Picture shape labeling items

# # #

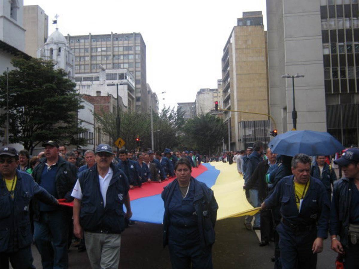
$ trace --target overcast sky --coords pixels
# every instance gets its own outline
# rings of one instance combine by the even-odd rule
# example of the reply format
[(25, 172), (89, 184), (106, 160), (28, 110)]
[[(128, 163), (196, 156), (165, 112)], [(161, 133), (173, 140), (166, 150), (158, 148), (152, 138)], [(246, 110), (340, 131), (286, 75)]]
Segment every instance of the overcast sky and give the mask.
[[(159, 95), (160, 109), (194, 102), (202, 88), (216, 88), (223, 49), (237, 18), (261, 11), (265, 0), (24, 0), (37, 5), (51, 24), (56, 13), (66, 36), (140, 33), (146, 44), (147, 82)], [(49, 35), (56, 24), (49, 25)], [(164, 100), (162, 98), (164, 98)]]

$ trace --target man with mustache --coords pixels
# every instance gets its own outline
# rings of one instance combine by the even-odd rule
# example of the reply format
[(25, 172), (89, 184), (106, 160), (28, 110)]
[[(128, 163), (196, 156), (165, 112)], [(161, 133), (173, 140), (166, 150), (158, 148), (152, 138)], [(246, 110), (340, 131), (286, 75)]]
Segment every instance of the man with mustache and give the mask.
[(322, 182), (310, 176), (311, 163), (307, 155), (294, 156), (293, 175), (282, 179), (261, 205), (262, 209), (280, 207), (276, 230), (283, 268), (316, 268), (317, 254), (328, 236), (329, 201)]
[[(118, 268), (121, 233), (125, 219), (132, 215), (127, 177), (112, 163), (112, 148), (100, 144), (96, 164), (79, 173), (71, 195), (74, 197), (74, 234), (82, 238), (92, 268)], [(123, 213), (123, 204), (126, 207)]]

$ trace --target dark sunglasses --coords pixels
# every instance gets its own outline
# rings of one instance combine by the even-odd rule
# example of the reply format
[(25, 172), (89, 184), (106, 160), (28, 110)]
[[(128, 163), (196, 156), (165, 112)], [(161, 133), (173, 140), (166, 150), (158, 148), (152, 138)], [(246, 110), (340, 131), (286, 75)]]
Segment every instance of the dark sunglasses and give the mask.
[(112, 156), (113, 154), (111, 153), (109, 153), (107, 152), (99, 152), (96, 154), (98, 156), (101, 157), (110, 157)]
[(8, 164), (11, 164), (15, 161), (16, 161), (14, 159), (0, 159), (0, 164), (5, 164), (5, 162), (6, 162)]

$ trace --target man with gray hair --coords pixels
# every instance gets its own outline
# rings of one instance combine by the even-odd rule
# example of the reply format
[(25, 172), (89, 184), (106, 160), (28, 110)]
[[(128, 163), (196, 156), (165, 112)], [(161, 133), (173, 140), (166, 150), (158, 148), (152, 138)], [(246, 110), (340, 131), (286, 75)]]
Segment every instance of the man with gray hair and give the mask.
[(85, 160), (86, 161), (86, 164), (83, 165), (79, 168), (79, 173), (82, 172), (95, 165), (95, 154), (93, 150), (89, 150), (85, 152)]
[(323, 183), (310, 176), (311, 163), (307, 155), (294, 156), (293, 175), (283, 178), (261, 205), (262, 209), (280, 206), (276, 230), (283, 268), (316, 268), (328, 236), (329, 201)]

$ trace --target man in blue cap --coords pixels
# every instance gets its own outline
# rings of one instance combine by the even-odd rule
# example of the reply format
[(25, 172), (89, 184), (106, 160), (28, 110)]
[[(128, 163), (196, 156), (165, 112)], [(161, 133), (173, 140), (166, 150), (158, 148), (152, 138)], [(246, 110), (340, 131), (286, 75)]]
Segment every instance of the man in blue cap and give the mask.
[(17, 169), (19, 162), (19, 155), (13, 147), (0, 148), (0, 268), (9, 268), (9, 260), (13, 268), (34, 268), (29, 208), (33, 197), (59, 207), (56, 198), (30, 175)]
[(334, 184), (330, 207), (332, 249), (344, 259), (344, 268), (359, 265), (359, 148), (347, 150), (334, 163), (344, 177)]
[(118, 268), (125, 219), (132, 215), (130, 185), (123, 172), (112, 163), (109, 145), (98, 145), (95, 154), (96, 164), (79, 174), (71, 194), (75, 198), (74, 233), (82, 238), (84, 231), (92, 268)]
[(172, 165), (173, 167), (174, 167), (176, 166), (176, 163), (178, 161), (178, 159), (174, 154), (172, 154), (172, 153), (171, 152), (171, 150), (169, 148), (165, 148), (164, 153), (164, 156), (172, 162)]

# # #

* Set problem:
Edit the items above so that every "mask" becomes "segmentation", with everything else left as it is. Omit the pictures from your answer.

* Output of the task:
$ trace --target overcast sky --coords pixels
# every instance gets its own outline
# rings of one instance combine by the even-odd rule
# example of the reply format
[(25, 172), (89, 184), (106, 160), (28, 110)]
[[(128, 163), (196, 156), (165, 112)], [(161, 133), (173, 140), (166, 150), (158, 148), (152, 138)], [(246, 110), (340, 131), (286, 75)]]
Segment every instance of the overcast sky and give the segmentation.
[[(159, 95), (160, 109), (194, 102), (202, 88), (216, 88), (223, 49), (237, 18), (261, 11), (265, 0), (24, 0), (37, 5), (51, 24), (56, 13), (66, 36), (140, 33), (146, 44), (147, 82)], [(49, 35), (56, 24), (49, 25)], [(164, 100), (162, 98), (164, 98)]]

$ trace --target man with mustache --coords pixels
# every instance gets its own outline
# rings of one instance combine by the even-odd rule
# example of the reply format
[(25, 172), (89, 184), (106, 160), (28, 110)]
[[(128, 163), (196, 156), (165, 112)], [(161, 133), (173, 140), (166, 150), (158, 148), (152, 138)], [(246, 110), (340, 131), (286, 75)]]
Segment every instance of the man with mustache and give the segmentation.
[(322, 182), (310, 176), (311, 163), (307, 155), (294, 156), (293, 175), (282, 179), (261, 205), (262, 209), (280, 207), (276, 230), (283, 268), (316, 268), (317, 254), (328, 236), (329, 201)]
[[(118, 268), (121, 233), (125, 219), (132, 215), (127, 177), (112, 163), (112, 148), (100, 144), (96, 164), (79, 173), (71, 195), (74, 197), (74, 234), (82, 238), (92, 268)], [(123, 213), (123, 204), (126, 207)]]

$ trace --target dark sunglasses --coords pixels
# every instance gets its own outline
# rings of one instance combine by the even-odd rule
# example of the reply format
[(25, 172), (89, 184), (106, 160), (28, 110)]
[[(128, 163), (196, 156), (165, 112)], [(161, 133), (173, 140), (166, 150), (158, 148), (152, 138)], [(246, 110), (340, 131), (286, 75)]]
Segment every instance of the dark sunglasses and give the segmentation.
[(112, 156), (113, 154), (111, 153), (109, 153), (107, 152), (99, 152), (96, 154), (98, 156), (101, 157), (110, 157)]
[(8, 164), (11, 164), (15, 161), (16, 161), (14, 159), (0, 159), (0, 164), (5, 164), (5, 162), (6, 162)]

$ trace --target man with gray hair --coords pixels
# every instance gets its own outline
# rings of one instance combine by the even-odd rule
# example of the reply format
[(25, 172), (89, 184), (106, 160), (28, 110)]
[[(128, 163), (196, 156), (165, 112)], [(161, 133), (173, 140), (166, 150), (158, 148), (152, 138)], [(246, 110), (340, 131), (286, 75)]]
Segment every instance of the man with gray hair and give the segmentation.
[(85, 160), (86, 161), (86, 164), (83, 165), (79, 168), (79, 173), (82, 172), (95, 165), (95, 154), (93, 150), (89, 150), (85, 152)]
[(323, 183), (310, 176), (311, 163), (307, 155), (294, 156), (293, 175), (283, 178), (261, 205), (262, 209), (280, 206), (276, 230), (283, 268), (316, 268), (328, 236), (329, 201)]

$ trace --target man in blue cap --coords pixels
# every instance gets its own outline
# rings of one instance combine by the even-odd rule
# example of the reply format
[(25, 172), (89, 184), (106, 160), (28, 110)]
[[(128, 163), (196, 156), (165, 112)], [(161, 133), (173, 140), (166, 150), (158, 148), (152, 138)], [(246, 110), (340, 131), (286, 75)]]
Segment every instance of the man in blue cap and give the segmentation.
[(17, 169), (19, 162), (19, 155), (13, 147), (0, 148), (0, 268), (9, 268), (9, 260), (13, 268), (34, 268), (29, 208), (33, 197), (59, 207), (56, 198), (30, 175)]
[(334, 184), (330, 207), (332, 249), (344, 259), (344, 268), (359, 265), (359, 148), (347, 150), (334, 163), (344, 177)]
[(118, 268), (125, 219), (132, 215), (130, 185), (123, 172), (112, 163), (109, 145), (98, 145), (95, 154), (96, 164), (79, 174), (71, 194), (75, 198), (74, 233), (82, 238), (84, 231), (92, 268)]
[(172, 165), (173, 167), (174, 167), (176, 166), (176, 163), (178, 161), (178, 159), (174, 154), (172, 154), (172, 153), (171, 152), (171, 150), (169, 148), (165, 148), (164, 153), (164, 156), (172, 162)]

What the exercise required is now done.